▶ [THE INPUT]
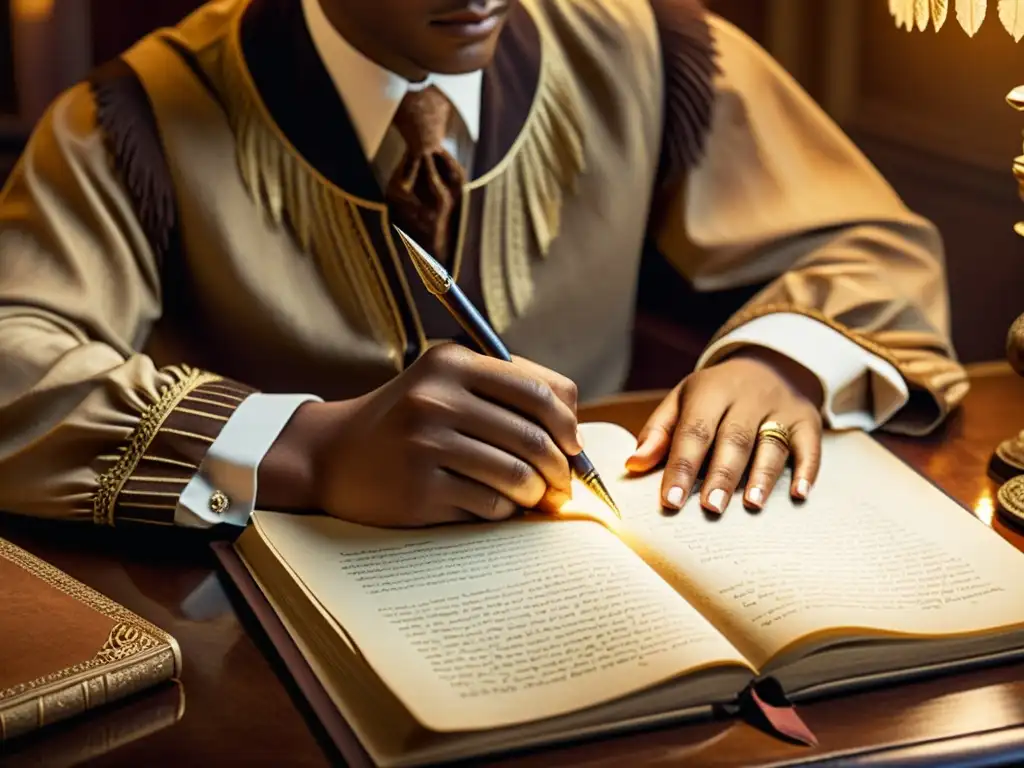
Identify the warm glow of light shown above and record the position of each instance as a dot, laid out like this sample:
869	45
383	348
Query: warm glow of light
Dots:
586	506
984	508
32	10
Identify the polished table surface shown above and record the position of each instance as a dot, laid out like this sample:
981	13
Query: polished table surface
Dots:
240	709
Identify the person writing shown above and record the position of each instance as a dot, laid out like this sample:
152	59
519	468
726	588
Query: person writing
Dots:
204	305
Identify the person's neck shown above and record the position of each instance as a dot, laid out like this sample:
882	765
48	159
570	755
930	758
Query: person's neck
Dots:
389	60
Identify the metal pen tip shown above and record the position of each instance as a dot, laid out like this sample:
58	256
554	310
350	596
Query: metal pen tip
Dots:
596	484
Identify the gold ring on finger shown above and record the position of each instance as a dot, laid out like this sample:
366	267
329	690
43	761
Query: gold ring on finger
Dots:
773	431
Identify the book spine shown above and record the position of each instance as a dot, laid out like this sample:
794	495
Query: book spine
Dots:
87	691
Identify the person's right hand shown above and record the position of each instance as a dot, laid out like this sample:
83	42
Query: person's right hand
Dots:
458	436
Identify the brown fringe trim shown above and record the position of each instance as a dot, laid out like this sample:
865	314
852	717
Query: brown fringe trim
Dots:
125	116
689	60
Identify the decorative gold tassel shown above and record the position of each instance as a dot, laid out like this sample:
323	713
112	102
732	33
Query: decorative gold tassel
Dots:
325	220
523	196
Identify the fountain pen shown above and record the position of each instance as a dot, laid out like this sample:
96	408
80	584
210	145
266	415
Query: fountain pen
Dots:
440	284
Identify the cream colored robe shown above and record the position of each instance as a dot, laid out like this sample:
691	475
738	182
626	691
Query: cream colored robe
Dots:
108	401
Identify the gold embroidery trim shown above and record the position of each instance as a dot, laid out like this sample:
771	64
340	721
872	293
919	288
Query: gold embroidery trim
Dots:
111	482
325	219
526	189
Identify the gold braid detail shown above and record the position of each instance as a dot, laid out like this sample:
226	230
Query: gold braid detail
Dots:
111	482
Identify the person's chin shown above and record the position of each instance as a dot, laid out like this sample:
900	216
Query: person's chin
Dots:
463	50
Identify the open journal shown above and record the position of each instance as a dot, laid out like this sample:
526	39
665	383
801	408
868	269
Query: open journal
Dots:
454	642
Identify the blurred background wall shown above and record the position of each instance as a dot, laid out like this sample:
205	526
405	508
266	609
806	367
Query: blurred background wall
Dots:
928	109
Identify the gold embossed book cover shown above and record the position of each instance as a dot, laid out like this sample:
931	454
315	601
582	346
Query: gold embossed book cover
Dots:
66	648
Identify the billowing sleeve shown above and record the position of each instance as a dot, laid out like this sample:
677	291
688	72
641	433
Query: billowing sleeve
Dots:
779	195
89	427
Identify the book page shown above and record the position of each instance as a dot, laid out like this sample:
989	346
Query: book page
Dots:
491	625
877	547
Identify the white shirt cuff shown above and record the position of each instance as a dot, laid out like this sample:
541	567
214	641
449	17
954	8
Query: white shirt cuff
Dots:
861	390
223	491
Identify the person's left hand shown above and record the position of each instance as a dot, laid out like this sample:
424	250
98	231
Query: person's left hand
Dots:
719	410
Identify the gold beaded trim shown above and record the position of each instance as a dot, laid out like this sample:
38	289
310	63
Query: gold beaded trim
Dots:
111	482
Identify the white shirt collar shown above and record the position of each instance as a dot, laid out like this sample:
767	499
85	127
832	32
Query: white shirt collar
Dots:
372	94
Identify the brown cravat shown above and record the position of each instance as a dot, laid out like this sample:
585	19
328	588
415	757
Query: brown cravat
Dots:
425	189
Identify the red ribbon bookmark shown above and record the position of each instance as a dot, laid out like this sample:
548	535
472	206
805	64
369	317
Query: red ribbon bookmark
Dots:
764	702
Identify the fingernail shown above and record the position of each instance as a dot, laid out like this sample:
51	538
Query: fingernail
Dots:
716	500
674	498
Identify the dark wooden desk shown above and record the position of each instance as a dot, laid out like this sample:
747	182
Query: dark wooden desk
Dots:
240	711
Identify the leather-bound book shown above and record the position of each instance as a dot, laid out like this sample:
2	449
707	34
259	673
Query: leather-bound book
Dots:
65	648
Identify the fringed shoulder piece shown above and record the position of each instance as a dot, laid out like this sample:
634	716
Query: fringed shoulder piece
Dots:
126	118
689	60
324	219
525	193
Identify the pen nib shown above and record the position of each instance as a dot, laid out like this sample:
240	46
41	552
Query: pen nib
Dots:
597	485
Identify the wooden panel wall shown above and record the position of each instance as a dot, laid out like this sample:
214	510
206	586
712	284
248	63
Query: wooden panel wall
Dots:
926	108
929	110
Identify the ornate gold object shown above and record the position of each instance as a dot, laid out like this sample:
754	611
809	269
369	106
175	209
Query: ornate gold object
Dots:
135	655
1008	460
1011	498
219	502
773	431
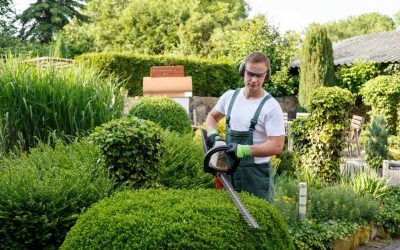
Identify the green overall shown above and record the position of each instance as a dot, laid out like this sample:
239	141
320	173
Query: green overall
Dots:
254	178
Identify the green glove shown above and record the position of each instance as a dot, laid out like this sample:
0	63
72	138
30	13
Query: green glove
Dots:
240	151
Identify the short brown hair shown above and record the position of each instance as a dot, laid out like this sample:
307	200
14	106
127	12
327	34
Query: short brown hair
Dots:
256	57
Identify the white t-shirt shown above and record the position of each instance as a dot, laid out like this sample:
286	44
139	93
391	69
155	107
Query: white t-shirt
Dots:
270	122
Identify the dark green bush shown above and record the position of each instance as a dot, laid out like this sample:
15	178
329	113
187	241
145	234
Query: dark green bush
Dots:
42	194
165	112
316	63
374	141
319	139
131	148
310	235
177	219
383	95
182	163
209	77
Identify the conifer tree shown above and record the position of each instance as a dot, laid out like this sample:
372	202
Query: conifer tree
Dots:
316	63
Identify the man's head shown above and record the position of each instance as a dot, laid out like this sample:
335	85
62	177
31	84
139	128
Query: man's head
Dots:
256	70
256	58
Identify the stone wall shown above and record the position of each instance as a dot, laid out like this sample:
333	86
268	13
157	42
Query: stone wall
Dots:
203	106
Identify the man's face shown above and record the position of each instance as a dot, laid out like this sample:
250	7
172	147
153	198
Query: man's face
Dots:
254	76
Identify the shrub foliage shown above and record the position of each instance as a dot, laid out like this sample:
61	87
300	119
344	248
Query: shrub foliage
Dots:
320	138
316	63
177	219
165	112
383	95
42	194
182	163
131	148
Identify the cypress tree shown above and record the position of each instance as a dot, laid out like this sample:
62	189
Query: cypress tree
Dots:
316	63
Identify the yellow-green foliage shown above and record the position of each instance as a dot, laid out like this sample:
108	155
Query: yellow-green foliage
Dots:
221	128
177	219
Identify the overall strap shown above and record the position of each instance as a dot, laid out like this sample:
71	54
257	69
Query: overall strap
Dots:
228	115
253	121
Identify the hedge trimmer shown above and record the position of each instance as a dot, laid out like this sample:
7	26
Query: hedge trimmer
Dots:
215	162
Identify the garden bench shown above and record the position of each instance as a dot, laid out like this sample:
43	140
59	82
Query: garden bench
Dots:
353	135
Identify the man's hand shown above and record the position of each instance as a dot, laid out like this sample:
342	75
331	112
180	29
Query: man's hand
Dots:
212	137
238	150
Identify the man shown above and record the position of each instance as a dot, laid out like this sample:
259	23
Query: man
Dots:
254	127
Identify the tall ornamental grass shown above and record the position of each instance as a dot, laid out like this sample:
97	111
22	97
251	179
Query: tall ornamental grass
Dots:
36	101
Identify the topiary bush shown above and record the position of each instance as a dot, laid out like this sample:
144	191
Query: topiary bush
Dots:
164	111
177	219
319	139
383	95
316	63
42	193
131	149
182	162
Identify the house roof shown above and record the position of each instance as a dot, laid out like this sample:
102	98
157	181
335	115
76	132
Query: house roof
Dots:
379	47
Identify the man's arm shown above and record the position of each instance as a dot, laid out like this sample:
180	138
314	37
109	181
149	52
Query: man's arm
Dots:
272	146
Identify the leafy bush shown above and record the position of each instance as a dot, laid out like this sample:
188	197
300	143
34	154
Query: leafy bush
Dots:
182	163
383	95
310	235
374	140
316	62
164	111
352	76
42	194
37	101
286	163
131	148
389	211
210	77
343	204
394	147
221	128
319	139
177	219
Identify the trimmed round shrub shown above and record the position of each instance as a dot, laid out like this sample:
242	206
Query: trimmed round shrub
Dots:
164	111
131	148
182	163
42	194
177	219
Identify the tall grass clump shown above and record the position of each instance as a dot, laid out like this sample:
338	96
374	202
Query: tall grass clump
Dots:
64	101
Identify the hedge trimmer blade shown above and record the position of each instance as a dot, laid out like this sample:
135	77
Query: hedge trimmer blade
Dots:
224	180
238	203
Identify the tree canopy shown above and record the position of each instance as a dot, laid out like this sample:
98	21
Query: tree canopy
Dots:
153	27
359	25
42	19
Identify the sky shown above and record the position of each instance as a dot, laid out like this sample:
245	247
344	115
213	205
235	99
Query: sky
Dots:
298	14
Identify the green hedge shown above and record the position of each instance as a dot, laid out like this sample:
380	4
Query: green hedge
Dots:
165	112
320	138
383	95
131	148
42	194
209	77
182	163
177	219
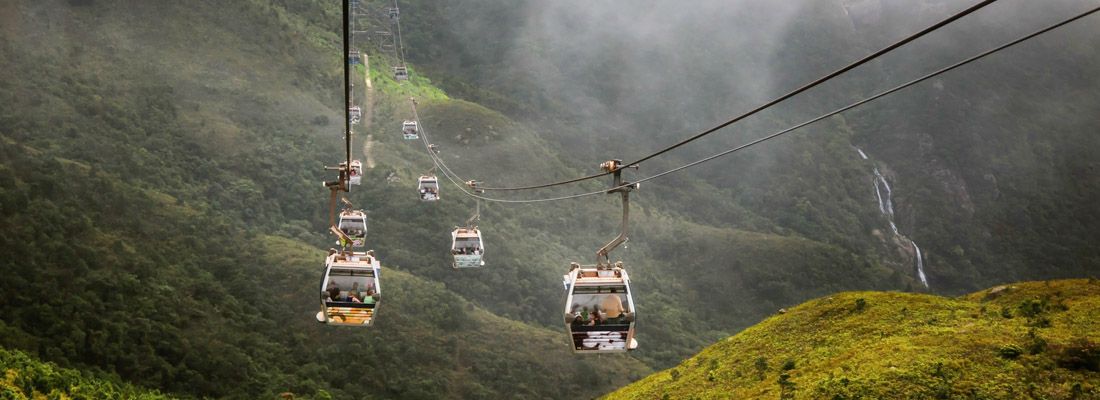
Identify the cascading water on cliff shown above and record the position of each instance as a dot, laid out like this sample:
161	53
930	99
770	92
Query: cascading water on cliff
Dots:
886	206
920	265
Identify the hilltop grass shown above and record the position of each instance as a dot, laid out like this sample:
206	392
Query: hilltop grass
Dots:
1033	340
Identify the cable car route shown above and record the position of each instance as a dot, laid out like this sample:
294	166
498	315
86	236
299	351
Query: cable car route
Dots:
779	133
770	103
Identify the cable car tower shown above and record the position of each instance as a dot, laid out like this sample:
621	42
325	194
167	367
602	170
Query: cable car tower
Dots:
351	287
600	312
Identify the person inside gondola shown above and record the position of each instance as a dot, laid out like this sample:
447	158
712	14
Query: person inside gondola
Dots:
613	308
333	291
578	321
596	317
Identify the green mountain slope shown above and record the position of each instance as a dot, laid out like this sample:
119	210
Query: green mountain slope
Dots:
1032	340
158	184
28	378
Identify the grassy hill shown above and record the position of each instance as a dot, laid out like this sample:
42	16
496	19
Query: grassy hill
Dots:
1033	340
164	224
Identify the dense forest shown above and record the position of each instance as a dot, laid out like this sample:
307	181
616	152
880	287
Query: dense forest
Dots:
165	224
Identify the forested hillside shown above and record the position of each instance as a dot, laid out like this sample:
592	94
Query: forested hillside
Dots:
1026	341
165	223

▶ [WORK TO COMPLETE] Write out only what runs from the line holding "Identify the green mountain" through the last line of the records, exactly as shown.

▶ [REPLY]
Identify the green mountain slope shown above and record the position of each instance as a dot, laid out like this sample:
119	210
Query: green mountain slope
Dots:
1032	340
158	184
28	378
Identify the grassy hill shown above and record the position of each instance as a dot, laid out like this sample:
42	16
496	19
Query: grassy hill
Dots:
1033	340
164	224
Identify the dense forest shown above and record the position of each instance as a dot, laid out like this sample:
307	181
616	152
880	287
Query: dense forest
Dots:
165	224
Identify the forested hillside shown above and record the position of each instance as a dot, laid out like this sample:
592	94
Query: forested hillside
Dots:
1026	341
165	223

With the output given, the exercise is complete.